### [Task instructions]
**1)** Name every clock time given in the account of the visits to DXC and Copenhagen Fintech Lab.
**2)** Rewrite everything in the records from the start down to the line containing "[[224, 29], [387, 71]]", with "Target" replaced by "Label" and all else unchanged. Leave out the pictures.

### [Excerpt provided]
At 9:30, we left by bus to arrive at 10:00 at DXC for a visit to a tech company with activities in the Nordics, during which we discussed the main challenges in attracting and retaining tech talent from a corporate viewpoint, and how can the ambassadors support such corporations. We weren’t able to take photos because DXC stores encrypted American data. DXC also handles IT disruption (the change that occurs when new digital technologies and business models affect existing goods and services), tailored and selective mission-critical systems and operations from the public sector, defence and aerospace, and resilience to natural disasters. The speaker referred to himself as a 72-year-old working in the public sector, but said that it should be more about culture than age. The company has feedback sessions more than once per year in order to facilitate change adaption. Challenges that the company faces are skills taxonomy (classification), such as universal and personal skills as well as specific skills.

At 11:30 we had lunch in the DXC cafeteria, and then left by bus to arrive at 12:30 at Copenhagen Fintech Lab (a co-working space for entrepreneurs) where we discussed how to build an ecosystem in Fintech and then promote it internationally to attract talents through campaigns and international partnerships. General Manager Oliver Sjöstedt told us about Copenhagen Fintech Lab. He said that it had started 15 months ago and grown from 15 to 170 people. This involved a talent pitching event to find candidates. There are 30-40 working spaces in Copenhagen, although unfortunately they aren’t always friendly towards startups. Having long working hours and hierarchies isn’t necessarily productive, and this is something that isn’t as prominent in Nordic countries. It can be easier to market the Nordic countries abroad rather than being country-specific. Furthermore, the Nordic countries are sometimes perceived as leaders in the positive immigration outlook. However, in countries such as Finland, international talent attraction is often lacking as talents usually just circle around. 75% of Denmark and 98% of Sweden is cashless, which I noticed when many people paid for small purchases by card and there also weren’t many cash points. Perhaps this is related to the high levels of trust and the low levels of corruption in the Nordic countries. However, just because you use technology doesn’t mean you always should, for example due to the risks that come with Artificial Intelligence (AI). He suggested that there could be a green card (denoting permanent residence) for startups because they tend to be more passionate and money follows talent, not the other way around.

### [Given data]
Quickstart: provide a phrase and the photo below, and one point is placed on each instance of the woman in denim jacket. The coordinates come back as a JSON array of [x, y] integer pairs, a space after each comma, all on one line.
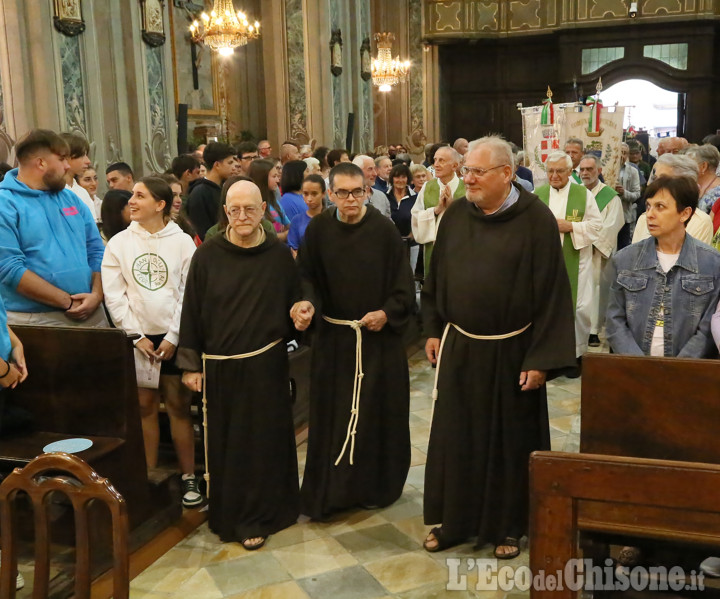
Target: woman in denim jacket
[[664, 290]]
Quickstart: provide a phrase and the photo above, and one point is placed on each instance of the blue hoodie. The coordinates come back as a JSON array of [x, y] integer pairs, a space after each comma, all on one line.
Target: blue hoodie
[[52, 234]]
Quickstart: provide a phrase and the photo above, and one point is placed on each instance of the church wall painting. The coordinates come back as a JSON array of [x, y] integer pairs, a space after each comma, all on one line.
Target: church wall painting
[[195, 69]]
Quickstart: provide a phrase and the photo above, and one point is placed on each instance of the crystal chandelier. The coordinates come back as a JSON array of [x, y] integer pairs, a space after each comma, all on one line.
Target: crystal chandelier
[[224, 29], [387, 71]]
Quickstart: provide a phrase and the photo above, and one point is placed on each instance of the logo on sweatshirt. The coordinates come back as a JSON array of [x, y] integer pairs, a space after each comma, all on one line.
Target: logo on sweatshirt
[[150, 271]]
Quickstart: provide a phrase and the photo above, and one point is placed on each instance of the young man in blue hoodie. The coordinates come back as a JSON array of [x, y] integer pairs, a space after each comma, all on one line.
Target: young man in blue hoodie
[[50, 248]]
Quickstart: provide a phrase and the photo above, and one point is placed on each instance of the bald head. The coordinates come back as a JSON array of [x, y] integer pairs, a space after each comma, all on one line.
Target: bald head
[[288, 152], [367, 165], [244, 208], [460, 146]]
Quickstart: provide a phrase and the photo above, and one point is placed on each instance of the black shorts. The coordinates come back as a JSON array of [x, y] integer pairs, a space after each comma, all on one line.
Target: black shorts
[[166, 366]]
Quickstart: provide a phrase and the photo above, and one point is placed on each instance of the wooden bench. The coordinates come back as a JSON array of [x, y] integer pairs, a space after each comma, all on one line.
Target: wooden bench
[[574, 494], [81, 383], [648, 462]]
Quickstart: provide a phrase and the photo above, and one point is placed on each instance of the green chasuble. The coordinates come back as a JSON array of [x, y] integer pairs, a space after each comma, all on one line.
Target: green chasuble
[[603, 197], [574, 212], [431, 198]]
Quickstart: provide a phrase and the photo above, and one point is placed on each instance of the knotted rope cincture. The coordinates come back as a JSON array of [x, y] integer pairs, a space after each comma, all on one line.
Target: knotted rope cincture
[[206, 357], [471, 336], [356, 325]]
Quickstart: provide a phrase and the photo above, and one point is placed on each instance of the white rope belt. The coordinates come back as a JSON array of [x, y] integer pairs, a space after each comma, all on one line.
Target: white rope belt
[[471, 336], [206, 357], [356, 325]]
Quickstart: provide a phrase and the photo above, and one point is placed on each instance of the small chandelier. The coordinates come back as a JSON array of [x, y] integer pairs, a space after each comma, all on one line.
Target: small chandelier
[[387, 71], [224, 30]]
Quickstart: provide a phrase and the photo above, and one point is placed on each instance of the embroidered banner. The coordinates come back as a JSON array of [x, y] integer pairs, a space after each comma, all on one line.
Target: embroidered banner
[[571, 120]]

### [Outputs]
**1)** 9:30, 10:00, 11:30, 12:30

**2)**
Quickstart: provide a phrase and the photo below, and one point is placed on each instance of the woman in denim jacket. The coordinates come back as a JSON array of [x, y] integer pairs, a space after each comma, all on one line.
Label: woman in denim jacket
[[664, 290]]
Quickstart: provide a phrase and the photo above, and one point is placed on each instance of the blue hoodie. The coordinates come back as a JSON array of [x, y] integer pairs, a space after each comma, all on one line.
Label: blue hoodie
[[52, 234]]
Quickstart: provide a phrase and the photo above, and one point is placed on each instance of the church wall painting. The coordinates come back as a JSON array of [x, y] integer pairs, a space after each comma, all on one line.
Label: church wall painting
[[195, 69]]
Quickstart: provide a phrase and the photo above, and one point is placed on each instance of the crystal chandelier. The coordinates come back as a JSON array of [x, y] integer pairs, a space after each comma, all on one line.
Label: crystal chandelier
[[224, 29], [387, 71]]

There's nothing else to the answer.